_What to do_. What follows is a set of entries; retype all of them exactly.

_Given data_.
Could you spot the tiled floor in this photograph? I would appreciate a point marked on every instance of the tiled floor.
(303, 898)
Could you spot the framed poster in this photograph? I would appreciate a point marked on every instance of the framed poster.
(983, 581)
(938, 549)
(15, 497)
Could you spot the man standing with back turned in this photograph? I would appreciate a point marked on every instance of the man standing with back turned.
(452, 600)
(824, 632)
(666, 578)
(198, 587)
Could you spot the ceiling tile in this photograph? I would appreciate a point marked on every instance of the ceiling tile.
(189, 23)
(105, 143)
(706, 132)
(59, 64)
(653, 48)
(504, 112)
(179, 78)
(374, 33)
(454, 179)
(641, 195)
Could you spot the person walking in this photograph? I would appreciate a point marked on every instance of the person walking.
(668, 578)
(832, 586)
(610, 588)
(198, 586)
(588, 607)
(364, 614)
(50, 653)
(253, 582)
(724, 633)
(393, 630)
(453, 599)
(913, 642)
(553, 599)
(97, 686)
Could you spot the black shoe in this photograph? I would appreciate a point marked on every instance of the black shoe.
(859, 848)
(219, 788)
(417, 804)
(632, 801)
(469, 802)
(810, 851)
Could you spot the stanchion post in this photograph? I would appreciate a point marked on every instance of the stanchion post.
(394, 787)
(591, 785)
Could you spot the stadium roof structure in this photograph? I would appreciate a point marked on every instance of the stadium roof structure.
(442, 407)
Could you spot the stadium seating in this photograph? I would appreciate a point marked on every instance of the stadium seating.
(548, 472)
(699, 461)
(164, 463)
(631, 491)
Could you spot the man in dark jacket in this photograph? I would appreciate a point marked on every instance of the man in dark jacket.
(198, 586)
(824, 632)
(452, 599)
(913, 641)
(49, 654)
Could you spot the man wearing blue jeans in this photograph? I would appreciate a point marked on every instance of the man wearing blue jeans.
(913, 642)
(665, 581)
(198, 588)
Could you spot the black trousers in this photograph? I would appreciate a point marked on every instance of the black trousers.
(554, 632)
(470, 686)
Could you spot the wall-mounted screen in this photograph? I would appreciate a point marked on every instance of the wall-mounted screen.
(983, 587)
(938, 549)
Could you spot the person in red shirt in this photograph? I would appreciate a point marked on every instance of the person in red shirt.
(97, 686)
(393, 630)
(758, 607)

_Task result_.
Could you spot the tiled floor in this photograph? I would appreciate a point marked on every instance of the tiled floor.
(303, 898)
Could you spot the framed poster in this photograph? I would appreciate a point marked on every instance of the framed poster.
(983, 581)
(938, 549)
(15, 497)
Could you spot the man standing with back turned in this photograph? I would appreciate a point marked on every instance of the man standing with back turned.
(452, 600)
(824, 632)
(666, 578)
(198, 587)
Could you spot the ceiling tile in this photograph? I would appreciate a point marked on every instance of the ceiling tile.
(189, 23)
(105, 143)
(706, 132)
(59, 64)
(653, 48)
(504, 112)
(179, 78)
(374, 33)
(454, 179)
(641, 195)
Could you spot the person walking in this photograph? I would appreciate a point marked on every instance of the person walking.
(668, 578)
(832, 586)
(610, 588)
(198, 586)
(588, 607)
(364, 614)
(50, 653)
(253, 582)
(724, 633)
(393, 630)
(453, 599)
(913, 642)
(553, 599)
(97, 686)
Could you spot the black shoe in this photograph? I would appreciate a point marked on every instance of the black shoe.
(859, 848)
(219, 788)
(417, 804)
(632, 801)
(469, 802)
(810, 851)
Could you spot the stanchion post in this photograph? I would appreciate a point marked on every instance of the stanchion post.
(394, 787)
(591, 785)
Could you spot the stadium roof structure in this photograph? I would appreciate a point marked on every instance of the stadium roof structure.
(442, 407)
Could you spot the stadium seating in this photograph? I would appreciate a point marked on every instance of the stadium seating.
(548, 472)
(699, 461)
(164, 463)
(631, 491)
Could you spot the man in dark jacket in this photograph? I would appreciate a point marked on every instance of the man in dark jacket.
(198, 586)
(824, 632)
(452, 599)
(913, 641)
(49, 654)
Could you spot the man wearing blue jeans in this photograph? I would appreciate a point marked on every instance of the man wearing blue jeans.
(913, 642)
(665, 581)
(198, 588)
Could you spot the black trousers in this photograph? I would appreciate a point marked on every instance of the black trousers.
(554, 632)
(470, 686)
Could you spot the wall-mounted screen in this photograph? I would appreciate a point marked on every instance of the wall-mounted screen.
(983, 587)
(938, 549)
Could you spot the person in red shirt in this photograph? I would appreciate a point marked on every instance of the person in red shirt.
(97, 686)
(393, 630)
(758, 607)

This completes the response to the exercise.